The first quarter of 2020 was a traumatic one for investors.
2020 started off well enough. Until the middle of February, most global share markets were flatlining as the year got under way. Then the coronavirus (Covid-19) outbreak suddenly expanded from a localised epidemic in Wuhan into a global issue. The reaction of most major stock markets was reminiscent of a certain Looney Tunes scene where Wile E Coyote races past the Road Runner only to find he has run off the edge of a cliff and his frantically spinning legs are taking him nowhere but straight down.
The quarterly performance of both the UK FTSE 100 and US Dow Jones Index was the worst since the final quarter of 1987 (when the UK experienced the Great Storm). No major markets escaped the impact of the virus, with most entering what the pundits label as bear market territory – a fall of 20% or more. Ironically, one of the best performing markets was China, where the Shanghai Composite fell less than 10%.

Work item A: Can you repeat the market commentary word for word, starting at "The quarterly performance" and ending at "less than 10%."?
Work item B: Could you write the next part of the market commentary on the first quarter of 2020, picking up after its final sentence?
The rows that come next were drawn from a different source than the market commentary.

Data:

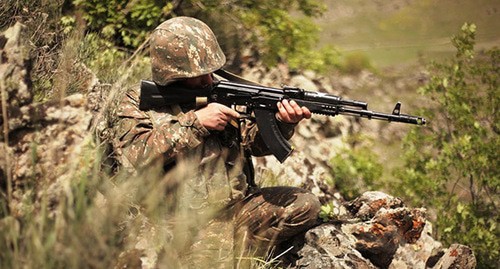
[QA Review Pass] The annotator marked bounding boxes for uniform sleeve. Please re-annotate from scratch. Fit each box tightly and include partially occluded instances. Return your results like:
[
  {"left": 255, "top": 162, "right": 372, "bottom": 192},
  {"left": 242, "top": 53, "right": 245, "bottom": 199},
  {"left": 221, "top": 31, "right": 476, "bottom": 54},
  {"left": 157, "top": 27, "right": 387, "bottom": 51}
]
[{"left": 113, "top": 87, "right": 209, "bottom": 168}]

Answer A:
The quarterly performance of both the UK FTSE 100 and US Dow Jones Index was the worst since the final quarter of 1987 (when the UK experienced the Great Storm). No major markets escaped the impact of the virus, with most entering what the pundits label as bear market territory – a fall of 20% or more. Ironically, one of the best performing markets was China, where the Shanghai Composite fell less than 10%.

Answer B:
In response to the threat to global growth, central banks cut interest rates (where they could), returned to quantitative easing (QE) and promised variations on “whatever it takes”, the famous words of a former European Central Bank boss, Mario Draghi. Governments also took action, with many introducing employment support programmes (such as the UK’s Coronavirus Job Retention Scheme) and offering cheap finance and cash grants to businesses hit by the widespread lockdown.
It is wise to treat with scepticism any statements which claim to be able to predict what happens next. The form of the recovery – and there will be one at some indeterminate point – will determine how long the effects last.
This uncertainty means that any changes to investment portfolios need to be approached with caution and only after taking expert advice.